## ENTRIES
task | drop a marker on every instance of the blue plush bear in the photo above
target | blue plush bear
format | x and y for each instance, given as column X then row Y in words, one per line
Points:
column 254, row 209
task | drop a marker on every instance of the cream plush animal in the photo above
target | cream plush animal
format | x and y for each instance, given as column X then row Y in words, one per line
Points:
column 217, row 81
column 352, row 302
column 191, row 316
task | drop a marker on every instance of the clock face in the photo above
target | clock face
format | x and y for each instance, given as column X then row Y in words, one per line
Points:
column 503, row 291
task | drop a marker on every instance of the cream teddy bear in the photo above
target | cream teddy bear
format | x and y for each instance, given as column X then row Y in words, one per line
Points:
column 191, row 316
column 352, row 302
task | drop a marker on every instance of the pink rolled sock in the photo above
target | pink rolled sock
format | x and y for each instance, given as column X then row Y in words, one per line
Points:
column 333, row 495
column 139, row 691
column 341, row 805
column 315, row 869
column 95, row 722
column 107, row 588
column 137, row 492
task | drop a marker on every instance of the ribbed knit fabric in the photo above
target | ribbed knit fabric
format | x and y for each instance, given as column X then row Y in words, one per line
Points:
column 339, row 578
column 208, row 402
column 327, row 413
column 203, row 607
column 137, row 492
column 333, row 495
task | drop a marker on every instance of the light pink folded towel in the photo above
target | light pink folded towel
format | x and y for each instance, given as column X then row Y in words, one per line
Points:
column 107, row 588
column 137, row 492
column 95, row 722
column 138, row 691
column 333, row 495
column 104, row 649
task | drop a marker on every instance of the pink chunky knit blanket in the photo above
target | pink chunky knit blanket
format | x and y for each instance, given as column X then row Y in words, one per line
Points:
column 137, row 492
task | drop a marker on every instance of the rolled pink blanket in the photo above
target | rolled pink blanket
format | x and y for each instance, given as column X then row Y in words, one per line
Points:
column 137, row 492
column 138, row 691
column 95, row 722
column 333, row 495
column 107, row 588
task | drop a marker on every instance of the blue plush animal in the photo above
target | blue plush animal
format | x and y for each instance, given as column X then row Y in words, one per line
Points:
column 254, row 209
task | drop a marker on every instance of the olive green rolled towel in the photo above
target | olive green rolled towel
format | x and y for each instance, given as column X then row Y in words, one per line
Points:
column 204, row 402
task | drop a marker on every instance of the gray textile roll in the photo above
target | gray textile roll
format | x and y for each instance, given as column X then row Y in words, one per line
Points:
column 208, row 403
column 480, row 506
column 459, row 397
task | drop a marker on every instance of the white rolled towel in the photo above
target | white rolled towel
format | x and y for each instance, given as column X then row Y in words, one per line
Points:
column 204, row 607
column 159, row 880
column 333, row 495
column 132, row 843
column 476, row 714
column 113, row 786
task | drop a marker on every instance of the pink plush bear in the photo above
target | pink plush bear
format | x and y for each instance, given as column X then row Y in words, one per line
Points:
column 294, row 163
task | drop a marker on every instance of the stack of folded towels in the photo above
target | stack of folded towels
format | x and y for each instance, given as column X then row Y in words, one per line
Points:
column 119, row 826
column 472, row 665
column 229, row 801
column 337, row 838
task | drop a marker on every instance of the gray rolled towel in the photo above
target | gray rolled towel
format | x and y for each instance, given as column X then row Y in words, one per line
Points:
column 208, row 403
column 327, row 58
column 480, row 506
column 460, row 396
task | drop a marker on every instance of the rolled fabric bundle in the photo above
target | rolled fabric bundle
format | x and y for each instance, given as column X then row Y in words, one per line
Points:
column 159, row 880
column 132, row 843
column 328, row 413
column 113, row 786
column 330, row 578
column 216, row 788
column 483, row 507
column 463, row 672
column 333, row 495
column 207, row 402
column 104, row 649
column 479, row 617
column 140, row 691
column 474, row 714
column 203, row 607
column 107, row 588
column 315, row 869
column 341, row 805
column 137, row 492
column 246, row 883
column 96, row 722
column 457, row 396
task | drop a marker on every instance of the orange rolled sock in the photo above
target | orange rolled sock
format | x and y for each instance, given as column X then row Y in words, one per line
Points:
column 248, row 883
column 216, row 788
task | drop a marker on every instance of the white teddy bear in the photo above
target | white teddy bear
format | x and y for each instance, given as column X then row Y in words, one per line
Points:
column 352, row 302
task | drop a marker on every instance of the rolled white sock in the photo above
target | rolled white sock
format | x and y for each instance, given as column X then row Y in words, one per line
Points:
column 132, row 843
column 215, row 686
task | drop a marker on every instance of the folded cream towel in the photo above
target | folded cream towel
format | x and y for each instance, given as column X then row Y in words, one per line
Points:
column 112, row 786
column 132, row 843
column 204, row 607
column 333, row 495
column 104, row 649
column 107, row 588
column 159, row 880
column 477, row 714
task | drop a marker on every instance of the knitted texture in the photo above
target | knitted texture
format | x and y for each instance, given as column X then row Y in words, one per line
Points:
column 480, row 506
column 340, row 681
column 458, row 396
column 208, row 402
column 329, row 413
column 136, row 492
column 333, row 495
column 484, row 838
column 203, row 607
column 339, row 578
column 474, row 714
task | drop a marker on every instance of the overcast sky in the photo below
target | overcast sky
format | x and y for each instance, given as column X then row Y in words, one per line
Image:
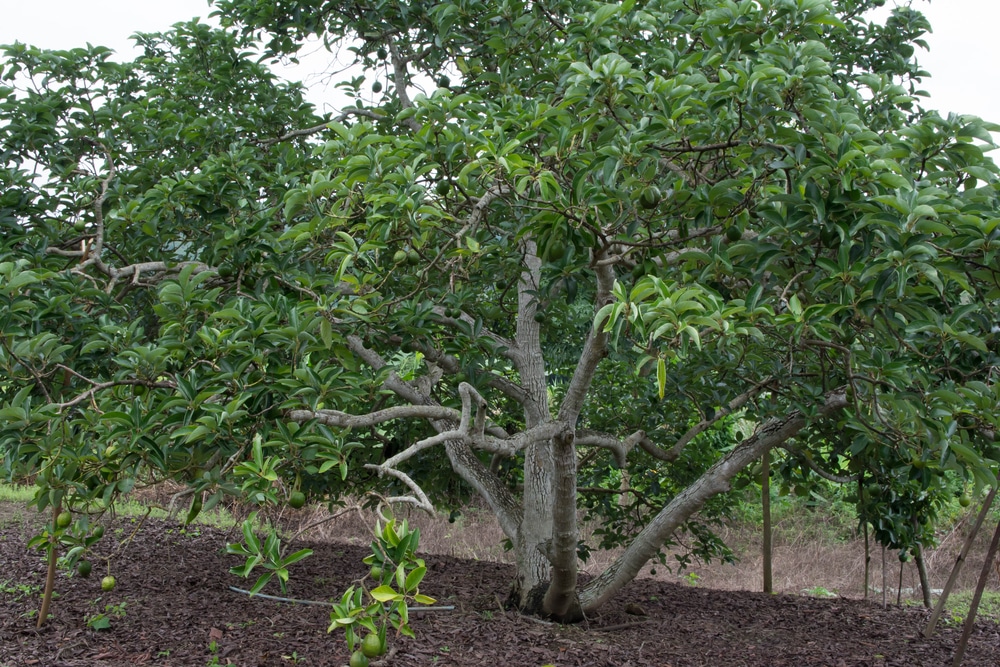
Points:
column 963, row 60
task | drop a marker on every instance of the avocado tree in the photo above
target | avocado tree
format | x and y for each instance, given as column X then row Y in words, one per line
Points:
column 550, row 249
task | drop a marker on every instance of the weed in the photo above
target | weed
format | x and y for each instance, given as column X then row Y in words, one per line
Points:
column 691, row 578
column 20, row 591
column 102, row 620
column 819, row 592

## SHORT EXERCISE
Render all of the entries above as a two-column CSV with the header columns "instruction" and "points". Use one row per entry, put each entry's text and its answer in one quoted field each, replace line breaks with spaces, and leave the pictures out.

## EXPECTED ANSWER
instruction,points
"task | drop a marker on every instance of the blue plush bear in the photo above target | blue plush bear format | x and y for each instance, given as column X then row Y in words, one per line Points:","column 254, row 209"
"task | drop a marker on every instance of the cream plush animal in the photo above target | cream plush animal format | x and y for each instance, given as column X then row Y in words, one per line Points:","column 217, row 81 column 352, row 302 column 191, row 316"
"task | drop a marker on every instance of the clock face in the photo above target | clock face format | x and y for each instance, given as column X then row Y in words, one per line Points:","column 503, row 291"
"task | drop a marker on every instance of the cream teddy bear in the photo above target | cream teddy bear format | x and y for each instance, given as column X then row Y in words, one per line Points:","column 191, row 316 column 352, row 302"
"task | drop a marker on every instance of the pink rolled sock in the photo above target | pink rolled sock format | x and y for each instance, given as column X then row Y in words, one per line Points:","column 333, row 495 column 139, row 691 column 341, row 805 column 315, row 869 column 95, row 722 column 107, row 588 column 137, row 492"
"task | drop a marker on every instance of the ribbed knit fabric in the photo above target | ribbed knit fabric format | x and y for each instance, given as column X then row Y in words, one per line Points:","column 339, row 578 column 208, row 402 column 327, row 413 column 203, row 607 column 137, row 492 column 333, row 495"
"task | drop a marker on every instance of the light pink folded towel in the photo above target | light pink folded towel format | x and y for each instance, given as column X then row Y in words, one per line Points:","column 107, row 588 column 137, row 492 column 95, row 722 column 138, row 691 column 333, row 495 column 104, row 649"
"task | drop a marker on every instance of the pink chunky knit blanket in the photo above target | pink chunky knit blanket format | x and y for each instance, given as column X then row Y in words, one per line Points:","column 137, row 492"
"task | drop a marker on every instance of the rolled pink blanket in the photo above target | rolled pink blanket format | x and y for each instance, given as column X then row Y in words, one per line Points:","column 137, row 492 column 138, row 691 column 95, row 722 column 333, row 495 column 107, row 588"
"task | drop a marker on every instance of the blue plush animal in the photo above target | blue plush animal format | x and y for each instance, given as column X then row Y in words, one per line Points:","column 254, row 209"
"task | drop a marker on every instance of the olive green rolled towel in the photo above target | olive green rolled towel format | x and y for each instance, given as column X then row Y in words, one per line Points:","column 204, row 402"
"task | drop a marker on every instance of the gray textile roll in the photo above target | gray textile roll format | x and y for each instance, given as column X then row Y in words, one per line Points:","column 208, row 403 column 480, row 506 column 459, row 397"
"task | drop a marker on every instance of the white rolled towel in the photo above target | white rolled towel format | x and y for each instance, given as column X then row Y in words, one per line Points:","column 204, row 607 column 159, row 880 column 333, row 495 column 132, row 843 column 476, row 714 column 113, row 786"
"task | drop a marker on every instance of the pink plush bear in the photo above target | pink plush bear format | x and y for each instance, given as column X then row Y in words, one per line Points:","column 294, row 163"
"task | drop a marker on every instance of the stack of folded towels in the photo above target | stack of folded towels format | x and y for each instance, given as column X then row Y in words, one per line Points:","column 119, row 826 column 472, row 665 column 229, row 801 column 337, row 838"
"task | drop a marker on every instance of the gray rolled towel in the photo above target | gray rolled towel format | x and y for each instance, given as column X then row Y in words, one per line Points:","column 208, row 403 column 327, row 58 column 480, row 506 column 460, row 396"
"task | drop a marker on every instance of the rolled fabric bundle in the photo above target | rolled fabric bundle format | x and y for each instance, given as column X then row Y in words, one per line Points:","column 159, row 880 column 132, row 843 column 328, row 413 column 113, row 786 column 330, row 578 column 216, row 788 column 483, row 507 column 463, row 672 column 333, row 495 column 207, row 402 column 104, row 649 column 479, row 617 column 140, row 691 column 474, row 714 column 203, row 607 column 107, row 588 column 315, row 869 column 341, row 805 column 137, row 492 column 246, row 883 column 96, row 722 column 457, row 396"
"task | drop a marker on every instance of the orange rolled sock in the photo above target | orange rolled sock format | x and y for each instance, given as column X then row Y in words, one per line Points:","column 248, row 883 column 216, row 788"
"task | drop a marker on every instance of the white teddy bear in the photo above target | white teddy bear format | x and y for each instance, given as column X then row Y in words, one per line Points:","column 352, row 302"
"task | drop a marker on every instance of the rolled white sock in the photo above target | rolled white sock format | x and y for each instance, given as column X then row Y in words, one per line Points:","column 132, row 843 column 215, row 686"
"task | drop a marker on every instance of the folded cream towel in the photo above target | folded cream towel format | x and y for each instance, given as column X then row Y in words, one per line Points:","column 112, row 786 column 132, row 843 column 204, row 607 column 333, row 495 column 104, row 649 column 107, row 588 column 159, row 880 column 477, row 714"
"task | drop a marker on every instance of the knitted texture in the photo above target | knitted texture format | x and y for each instance, given as column X then row Y in words, one per line Points:","column 480, row 506 column 340, row 681 column 458, row 396 column 208, row 402 column 329, row 413 column 136, row 492 column 333, row 495 column 484, row 838 column 203, row 607 column 339, row 578 column 474, row 714"
"task | drop a marker on every instance of the overcast sky in the photo below target | overcast sky format | x and y for each instance, given as column X then row Y in words, one per line Image: Points:","column 963, row 60"
"task | drop a marker on every instance of the avocado tree in the photo above target | avocado tree format | x and y for each instance, given as column X then row Y in words, one per line Points:","column 550, row 249"
"task | drop a marker on every instance of the weed in the photo above target | weed format | x and y for each instance, given as column X then row Y in words, one per line Points:","column 691, row 578 column 20, row 591 column 102, row 620 column 819, row 592"